EXERCISE DATA:
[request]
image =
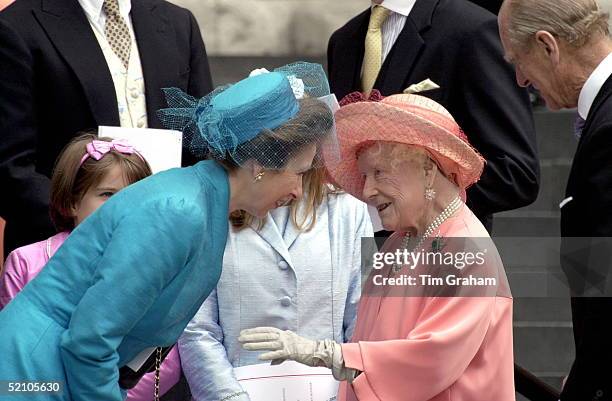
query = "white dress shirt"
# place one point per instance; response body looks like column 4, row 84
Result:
column 593, row 85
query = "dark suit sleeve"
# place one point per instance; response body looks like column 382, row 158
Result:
column 496, row 117
column 25, row 193
column 330, row 62
column 589, row 378
column 200, row 81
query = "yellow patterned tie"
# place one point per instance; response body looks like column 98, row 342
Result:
column 116, row 31
column 372, row 60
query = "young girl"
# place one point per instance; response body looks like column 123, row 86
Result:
column 88, row 172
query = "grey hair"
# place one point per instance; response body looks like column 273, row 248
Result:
column 574, row 21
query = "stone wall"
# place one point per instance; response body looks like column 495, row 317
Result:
column 278, row 28
column 270, row 27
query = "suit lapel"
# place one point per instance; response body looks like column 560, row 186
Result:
column 396, row 70
column 65, row 23
column 153, row 33
column 348, row 64
column 270, row 233
column 604, row 94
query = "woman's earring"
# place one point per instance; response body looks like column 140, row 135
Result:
column 430, row 194
column 258, row 177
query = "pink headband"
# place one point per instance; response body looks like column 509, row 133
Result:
column 97, row 149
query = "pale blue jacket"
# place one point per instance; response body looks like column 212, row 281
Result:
column 307, row 282
column 130, row 277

WHAT IS EXPECTED:
Rewrite every line above as a Markdown table with the columns Number and Record line, numbering the rows in order and leaving out blank lines. Do not include the pictures in the answer.

WRITTEN RESPONSE:
| Number | Record line |
|---|---|
| 1 | [request] |
| 2 | image = |
| 3 | query = "white dress shirt" |
| 4 | # place one point per instance; response body looks like column 4, row 84 |
| 5 | Result: |
| 6 | column 593, row 85 |
| 7 | query = "dark suit sleeve" |
| 8 | # place one point per instance; response body looks like column 382, row 158 |
| 9 | Result: |
| 10 | column 496, row 117 |
| 11 | column 25, row 193 |
| 12 | column 330, row 62 |
| 13 | column 589, row 378 |
| 14 | column 200, row 81 |
| 15 | query = "yellow patterned tie" |
| 16 | # place one point per instance; response body looks like column 98, row 342 |
| 17 | Result: |
| 18 | column 116, row 31 |
| 19 | column 372, row 60 |
| 20 | query = "young girl" |
| 21 | # place one point per instance; response body looks like column 123, row 86 |
| 22 | Result: |
| 23 | column 88, row 172 |
| 24 | query = "grey hair" |
| 25 | # place one point per instance; response body looks like column 273, row 248 |
| 26 | Result: |
| 27 | column 574, row 21 |
| 28 | query = "stone wall" |
| 29 | # place one point per instance; response body looks like column 495, row 317 |
| 30 | Result: |
| 31 | column 278, row 28 |
| 32 | column 270, row 27 |
| 33 | query = "suit lapel" |
| 34 | # place one point per instance; response body looks like column 560, row 186 |
| 35 | Result: |
| 36 | column 396, row 70 |
| 37 | column 65, row 23 |
| 38 | column 153, row 33 |
| 39 | column 348, row 64 |
| 40 | column 270, row 233 |
| 41 | column 604, row 94 |
| 42 | query = "woman's earring" |
| 43 | # place one point per instance; response body looks like column 140, row 135 |
| 44 | Result: |
| 45 | column 430, row 194 |
| 46 | column 258, row 177 |
| 47 | query = "pink headband" |
| 48 | # place one point per instance; response body looks like column 509, row 133 |
| 49 | Result: |
| 50 | column 97, row 149 |
| 51 | query = "pale blue jacket" |
| 52 | # place one point per instance; response body looks like column 212, row 281 |
| 53 | Result: |
| 54 | column 307, row 282 |
| 55 | column 130, row 277 |